Text to read:
-- START --

02 2018 : Journey From Eden

The second of my 2018 residency at Andy Pye’s Balearic Social Radio.
Music Is Love
01 2018 : Overtones

1 Keep Your Eyes Closed – Lyn Marshall
From the 1975 album Lyn Marshall’s Yoga on Sunset Records. And if your lucky your copy comes with the instructional poster. Every one should do yoga!

2 Jewels – Squash
Squash only released one album. And Now It’s Here was a Private Press on Stasima Records in 1981.

3 Sol – Laraaji
Released by All Saints in 2013, Celestial Music 1978-2011 is a generous, much-needed overview of the musical career of Edward Larry Gordon, otherwise known as Laraaji Nadabrahmananda. One of new age’s most distinctive artists, Laraaji is best known for playing instruments such as the zither and hammered dulcimer, as well as his association with Brian Eno, who encountered him busking on the New York City streets during the late ’70s, and produced his 1980 album Ambient 3: Day of Radiance.

-- END --

Records supplied:
-- START --

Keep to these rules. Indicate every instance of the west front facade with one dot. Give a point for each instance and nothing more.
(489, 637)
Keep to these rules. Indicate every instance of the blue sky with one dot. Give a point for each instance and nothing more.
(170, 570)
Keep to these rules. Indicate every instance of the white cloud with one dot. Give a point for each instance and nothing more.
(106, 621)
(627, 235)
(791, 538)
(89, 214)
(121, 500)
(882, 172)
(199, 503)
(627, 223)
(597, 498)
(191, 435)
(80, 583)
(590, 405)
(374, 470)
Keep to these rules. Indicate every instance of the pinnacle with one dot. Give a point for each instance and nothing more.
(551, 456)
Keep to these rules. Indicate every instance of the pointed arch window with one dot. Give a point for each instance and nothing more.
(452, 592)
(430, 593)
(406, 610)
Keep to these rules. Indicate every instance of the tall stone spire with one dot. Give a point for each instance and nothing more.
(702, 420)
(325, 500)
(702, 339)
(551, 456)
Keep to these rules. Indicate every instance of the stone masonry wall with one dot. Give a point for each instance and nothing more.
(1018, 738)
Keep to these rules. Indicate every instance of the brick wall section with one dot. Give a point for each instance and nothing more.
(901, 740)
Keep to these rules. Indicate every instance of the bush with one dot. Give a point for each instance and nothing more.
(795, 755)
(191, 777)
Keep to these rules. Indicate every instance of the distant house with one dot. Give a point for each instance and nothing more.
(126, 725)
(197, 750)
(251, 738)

-- END --
-- START --

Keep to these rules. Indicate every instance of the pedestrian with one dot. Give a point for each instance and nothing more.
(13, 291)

-- END --
-- START --

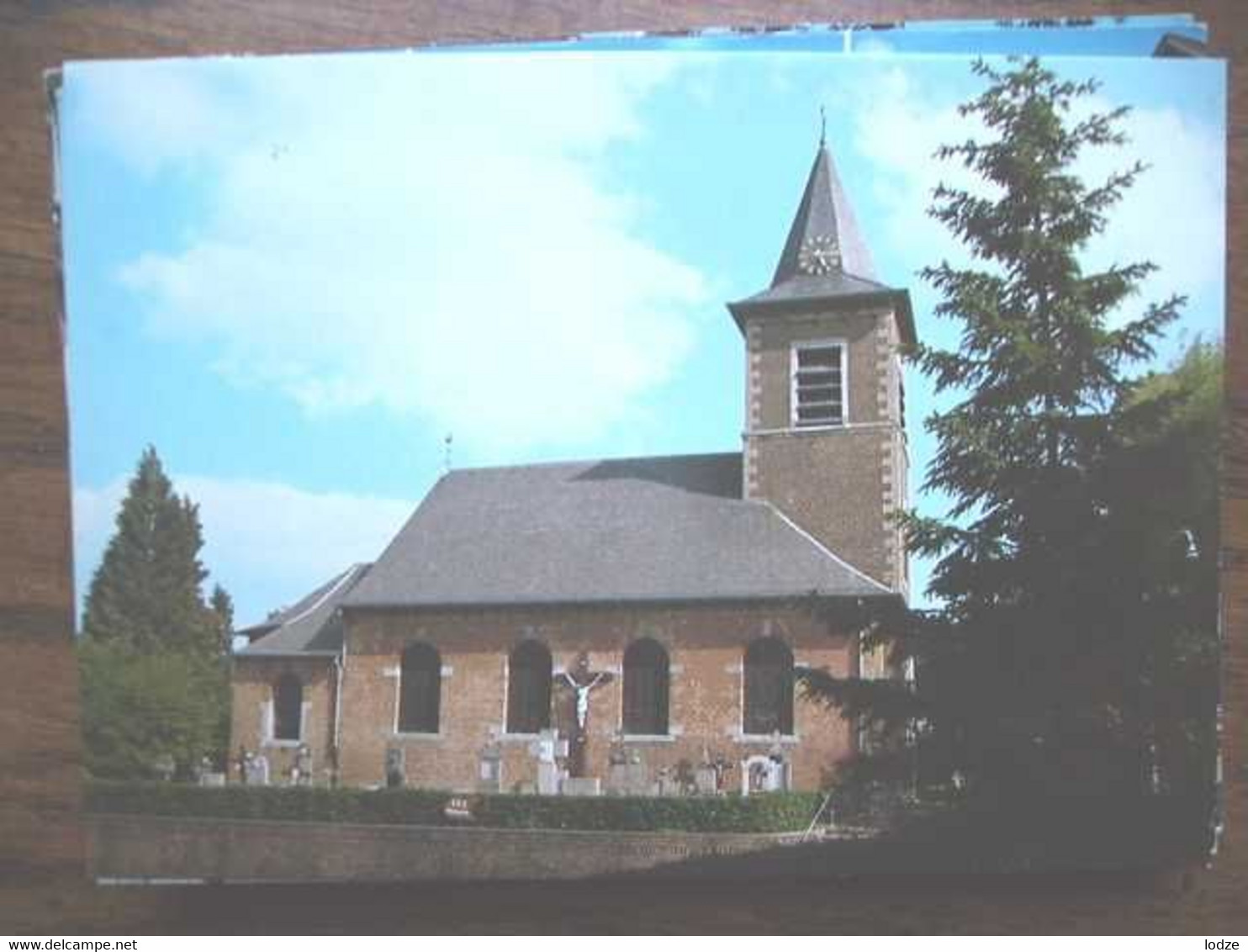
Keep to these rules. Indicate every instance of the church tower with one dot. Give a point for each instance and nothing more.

-- END --

Goals:
(a) From the playlist notes, extract the passage that opens with the words containing "3 Sol – Laraaji" and closes with "Day of Radiance.".
(b) Pick out each line in the listing that contains the string "stone".

Solutions by task:
(a)
3 Sol – Laraaji
Released by All Saints in 2013, Celestial Music 1978-2011 is a generous, much-needed overview of the musical career of Edward Larry Gordon, otherwise known as Laraaji Nadabrahmananda. One of new age’s most distinctive artists, Laraaji is best known for playing instruments such as the zither and hammered dulcimer, as well as his association with Brian Eno, who encountered him busking on the New York City streets during the late ’70s, and produced his 1980 album Ambient 3: Day of Radiance.

(b)
Keep to these rules. Indicate every instance of the tall stone spire with one dot. Give a point for each instance and nothing more.
Keep to these rules. Indicate every instance of the stone masonry wall with one dot. Give a point for each instance and nothing more.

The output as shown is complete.